__Instruction 1__.
Show each line of the listing below that contains the string "gravel".

__Source passage__.
That's actually what I want! This is not a search engine to replace Google, it's a discovery tool for blog posts.
Thanks for all the feedback here, and will definitely check out the newsletter.
https://blogsurf.io/about
Don't hate blogs and happy for resurgence, but repeating an uphill battle with indexing like it's 2007.
Also, random interesting posts on front page are like from 2009, 2011, 2015...... What? That's the freshest more relevant content?
Why would you expect a section titled "Random Interesting Posts" to have the freshest more relevant(?) content?
However, if you want fresher content, you can use the date range selector and set it to "Past Week" for the best posts of the week.
How do you figure out which are blogs and which arent'?
Tbh I'll probably use the random bit more than search but definitely going to keep checking back to pad my RSS feeds with interesting content.
That's interesting to hear, and fits well with the goals of the site. I want it to be more of a "discovery engine" than a "search engine". Search is one path to discovery, random posts are another, there are probably more.
One thing I'm thinking of adding is the ability to easily see the blog posts that any given post links to. If you see an interesting post, you could pull up everything that may be related.
> definitely going to keep checking back to pad my RSS feeds with interesting content.
Sadly not every blog has RSS, and many RSS feeds are incomplete. Another thing I would like to build is auto-generated RSS feeds for all blogs, which would also make it easy for people to programmatically parse any blog and do interesting things.
Curious - how do you know whether a site is a blog versus something else?
If you're submitting a blog and we don't already have a tag that fits, you can add it to the "Notes" section.
What I wanted were all his posts that weren't about Angular. So I tried adding -angular which works in Google. It pulled up one non-angular post and all the rest were the original ones that are there when you load the page. Add that one feature and I will probably use it a lot.
One little thing though: changing a search phrase or word and doing a new search, I notice the results do change, but there's no way to know if it really happened. Changing a Google search, the whole page flashes empty, that way I see/sense there's something new. In your case, a change is subtle, very subtle, too subtle. In one instance I had to look carefully to see the change in results.
Maybe adding a "you searched for X" is good enough, but I guess you can come up with a better way.
> changing a search phrase or word and doing a new search, I notice the results do change, but there's no way to know if it really happened. Changing a Google search, the whole page flashes empty, that way I see/sense there's something new. In your case, a change is subtle, very subtle, too subtle. In one instance I had to look carefully to see the change in results.
That is a good point. I did try to remove any loading indicators because I thought it would be smoother, but maybe it's a bit too smooth for people to realize their search went through. Will think more on how to fix this.
Popularity is certainly a flawed measurement, but it's hard to come up with a scalable way to determine quality that isn't flawed in some way.

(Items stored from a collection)
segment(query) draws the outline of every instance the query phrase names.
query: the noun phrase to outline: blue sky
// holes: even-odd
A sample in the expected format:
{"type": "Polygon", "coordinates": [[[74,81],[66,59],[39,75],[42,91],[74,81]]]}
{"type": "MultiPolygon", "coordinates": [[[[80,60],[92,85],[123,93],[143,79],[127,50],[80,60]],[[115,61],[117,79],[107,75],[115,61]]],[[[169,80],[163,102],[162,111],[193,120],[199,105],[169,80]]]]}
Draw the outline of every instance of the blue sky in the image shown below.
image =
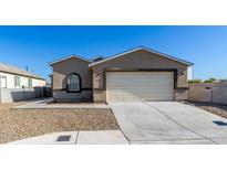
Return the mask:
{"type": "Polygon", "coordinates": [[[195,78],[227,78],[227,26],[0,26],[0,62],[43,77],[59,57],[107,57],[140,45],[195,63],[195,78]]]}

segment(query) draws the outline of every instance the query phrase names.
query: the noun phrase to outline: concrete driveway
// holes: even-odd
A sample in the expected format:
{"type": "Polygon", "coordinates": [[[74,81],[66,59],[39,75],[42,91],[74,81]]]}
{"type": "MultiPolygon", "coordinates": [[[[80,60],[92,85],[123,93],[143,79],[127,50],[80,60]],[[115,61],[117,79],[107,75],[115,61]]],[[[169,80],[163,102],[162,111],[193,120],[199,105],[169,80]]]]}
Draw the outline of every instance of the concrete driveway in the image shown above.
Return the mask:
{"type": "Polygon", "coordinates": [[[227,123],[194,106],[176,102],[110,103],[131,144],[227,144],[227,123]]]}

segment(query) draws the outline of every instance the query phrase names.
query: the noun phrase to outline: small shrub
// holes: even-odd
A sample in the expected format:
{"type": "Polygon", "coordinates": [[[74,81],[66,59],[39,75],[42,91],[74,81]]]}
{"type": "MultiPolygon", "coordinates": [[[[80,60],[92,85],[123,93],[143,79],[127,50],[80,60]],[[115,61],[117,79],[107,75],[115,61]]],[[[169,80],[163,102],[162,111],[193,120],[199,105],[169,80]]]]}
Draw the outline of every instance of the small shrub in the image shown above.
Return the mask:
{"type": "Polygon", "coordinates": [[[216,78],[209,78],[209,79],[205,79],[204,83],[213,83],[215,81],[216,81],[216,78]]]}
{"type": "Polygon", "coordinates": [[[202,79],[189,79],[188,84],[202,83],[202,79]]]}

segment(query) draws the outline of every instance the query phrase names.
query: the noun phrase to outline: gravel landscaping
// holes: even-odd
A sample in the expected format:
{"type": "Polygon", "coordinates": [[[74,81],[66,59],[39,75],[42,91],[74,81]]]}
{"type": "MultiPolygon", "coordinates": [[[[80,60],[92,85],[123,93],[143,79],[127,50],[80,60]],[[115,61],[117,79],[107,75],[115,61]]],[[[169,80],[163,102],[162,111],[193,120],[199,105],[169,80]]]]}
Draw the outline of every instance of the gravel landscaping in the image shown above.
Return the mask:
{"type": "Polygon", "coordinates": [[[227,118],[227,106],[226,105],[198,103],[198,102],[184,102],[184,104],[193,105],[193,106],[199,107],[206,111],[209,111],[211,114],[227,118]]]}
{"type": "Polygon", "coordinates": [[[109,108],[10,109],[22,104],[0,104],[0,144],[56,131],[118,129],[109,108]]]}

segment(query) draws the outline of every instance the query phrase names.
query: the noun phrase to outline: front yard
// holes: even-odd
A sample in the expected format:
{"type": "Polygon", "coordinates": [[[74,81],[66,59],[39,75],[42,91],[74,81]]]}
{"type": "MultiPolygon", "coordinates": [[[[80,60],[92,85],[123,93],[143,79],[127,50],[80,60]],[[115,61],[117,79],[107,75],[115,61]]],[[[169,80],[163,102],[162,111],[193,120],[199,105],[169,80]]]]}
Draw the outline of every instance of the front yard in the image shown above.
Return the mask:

__Instruction 2__.
Carry on the comment thread about the blog discovery site, starting after its last comment.

__Written reply 1__.
query: the noun phrase to outline: gravel landscaping
Draw the outline of every instance of the gravel landscaping in the image shown above.

__Written reply 2__.
Instead of being flawed by encouraging people to get tons of backlinks, this is flawed by encouraging people to do stuff that gets lots of upvotes.
Very open to more ideas on how to measure quality.
Are there any plans to check for redirects and update the URL or to recrawl?
Not sure what is a good way of creating a space for collaboration...
1. Exceptions are, e.g., ones that require two HTTP requests per query, such as Gigablast or ones that have strange limitations, e.g., Startpage, which has become unusable for me without Javascript. Contacting their "customer support" yielded no response.
Even better would be if search engines all shared their indexes and made these available for download. This would faciltate people building new search engines without needing to have their own index. In theory it would also bring a stop to the problem of people who submit large numbers of queries since all the bulk data they need would be available for download. www indexes that comprise public information could be freely shared as public data.
Doing it with APIs is a little tricky to make work in a usable way though. There have been various attempts at standardised APIs, e.g. OpenSearch[0], and metasearch engines like searX[1] have what are essentially pluggable scrapers, but there are still fundamental issues like getting different results at different times and having different ranking mechanisms.
Integrating at the index level could make a more usable search, but there are lots of other issues with this approach, e.g. those experienced with Apache Solr's Cross Data Centre Replication[2]. And yes, the volumes of data may also be an issue, given a search index will typically be slightly larger than the compressed data size, e.g. the 16M wikipedia docs are approx 32Gb compressed and approx 40.75Gb in a search index.
[0] https://github.com/dewitt/opensearch , unrelated to Amazon's Elasticsearch fork
[1] https://github.com/searx/searx
[2] https://solr.apache.org/guide/8_11/cross-data-center-replica...
I think most of us in this space are willing to collaborate so something interesting could happen.